Stated task 1
In the Sensu architecture passage, rewrite the section starting with "The single backend (standalone) with" and going on through "multiple cloud providers.", putting "data center" in place of "datacenter".
Stated task 2
According to the Sensu architecture passage, what does switching an etcd cluster from cleartext to encrypted communications require?

Supplied passage
○ ○ ○ ○ ○

If you have a healthy clustered backend, you only need to make Sensu API calls to any one of the cluster members. The cluster protocol will replicate your changes to all cluster members.

Read Run a Sensu cluster and the etcd documentation for more information.

Hardware sizing

Because etcd’s design prioritizes consistency across a cluster, the speed with which write operations can be completed is very important to the Sensu cluster’s performance and health. This means that you should provision Sensu backend infrastructure to provide sustained input/output operations per second (IOPS) appropriate for the rate of observability events the system will be required to process.

To maximize Sensu Go performance, we recommend that you:

Communications security

Whether you’re using using a single Sensu backend or multiple Sensu backends in a cluster, communication with the backend’s various network ports (web UI, HTTP API, WebSocket API, etcd client and peer) occurs in cleartext by default. We recommend that you encrypt network communications via TLS, which requires planning and explicit configuration.

Plan TLS for etcd

The URLs for each member of an etcd cluster are persisted to the database after initialization. As a result, moving a cluster from cleartext to encrypted communications requires resetting the cluster, which destroys all configuration and event data in the database. Therefore, we recommend planning for encryption before initiating a clustered Sensu backend deployment.

WARNING: Reconfiguring a Sensu cluster for TLS post-deployment will require resetting all etcd cluster members, resulting in the loss of all data.

As described in Secure Sensu, the backend uses a shared certificate and key for web UI and agent communications. You can secure communications with etcd using the same certificate and key. The certificate’s Common Name (CN) or Subject Alternative Name (SAN) must include the network interfaces and DNS names that will point to those systems.

NOTE: As of Go 1.15, certificates must include their CN as an SAN field. To prevent connection errors, follow Generate certificates to make sure your certificates’ SAN fields include their CNs.

Read Run a Sensu cluster and the etcd documentation for more information about TLS setup and configuration, including a walkthrough for generating TLS certificates for your cluster.

Common Sensu architectures

Depending on your infrastructure and the type of environments you’ll be monitoring, you may use one or a combination of these architectures to best fit your needs.

Single backend (standalone)

The single backend (standalone) with embedded etcd architecture requires minimal resources but provides no redundancy in the event of failure.

Single Sensu Go backend or standalone architecture

Single Sensu Go backend or standalone architecture

You can reconfigure a single backend as a member of a cluster, but this operation requires destroying the existing database.

The single backend (standalone) architecture may be a good fit for small- to medium-sized deployments (such as monitoring a remote office or datacenter), deploying alongside individual auto-scaling groups, or deploying in various segments of a logical environment spanning multiple cloud providers.

For example, in environments with unreliable WAN connectivity, having agents connect to a local backend may be more reliable than having agents connect over WAN or VPN tunnel to a backend running in a central location.

○ ○ ○ ○ ○

Supplied information
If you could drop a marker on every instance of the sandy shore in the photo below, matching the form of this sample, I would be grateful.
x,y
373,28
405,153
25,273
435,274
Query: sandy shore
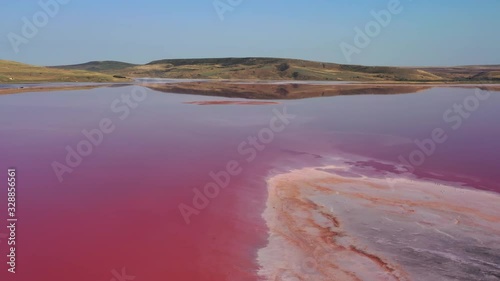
x,y
330,223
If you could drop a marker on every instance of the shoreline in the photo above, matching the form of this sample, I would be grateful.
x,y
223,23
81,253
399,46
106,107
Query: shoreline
x,y
329,222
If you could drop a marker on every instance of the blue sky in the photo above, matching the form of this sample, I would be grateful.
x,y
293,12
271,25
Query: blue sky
x,y
425,32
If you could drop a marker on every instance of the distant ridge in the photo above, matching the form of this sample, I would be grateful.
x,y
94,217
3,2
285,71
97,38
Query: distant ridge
x,y
15,72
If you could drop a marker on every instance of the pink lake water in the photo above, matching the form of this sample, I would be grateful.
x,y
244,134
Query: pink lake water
x,y
118,210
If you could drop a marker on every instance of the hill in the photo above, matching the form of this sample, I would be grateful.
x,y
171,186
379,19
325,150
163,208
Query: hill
x,y
289,69
15,72
98,66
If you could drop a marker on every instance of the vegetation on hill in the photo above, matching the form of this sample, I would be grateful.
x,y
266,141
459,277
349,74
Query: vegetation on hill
x,y
14,72
288,69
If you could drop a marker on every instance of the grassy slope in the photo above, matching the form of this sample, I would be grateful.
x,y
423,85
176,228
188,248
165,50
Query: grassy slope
x,y
288,69
14,72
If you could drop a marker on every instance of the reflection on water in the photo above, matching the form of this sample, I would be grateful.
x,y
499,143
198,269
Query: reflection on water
x,y
119,206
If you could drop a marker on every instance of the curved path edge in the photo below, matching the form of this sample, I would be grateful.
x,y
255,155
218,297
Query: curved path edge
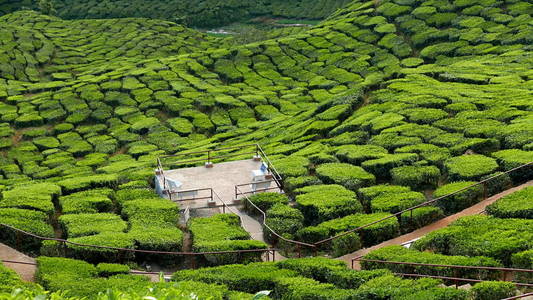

○ ○ ○ ○ ○

Response 1
The single backend (standalone) with embedded etcd architecture requires minimal resources but provides no redundancy in the event of failure.

Single Sensu Go backend or standalone architecture

Single Sensu Go backend or standalone architecture

You can reconfigure a single backend as a member of a cluster, but this operation requires destroying the existing database.

The single backend (standalone) architecture may be a good fit for small- to medium-sized deployments (such as monitoring a remote office or data center), deploying alongside individual auto-scaling groups, or deploying in various segments of a logical environment spanning multiple cloud providers.

Response 2
It requires resetting the cluster, which destroys all configuration and event data in the database.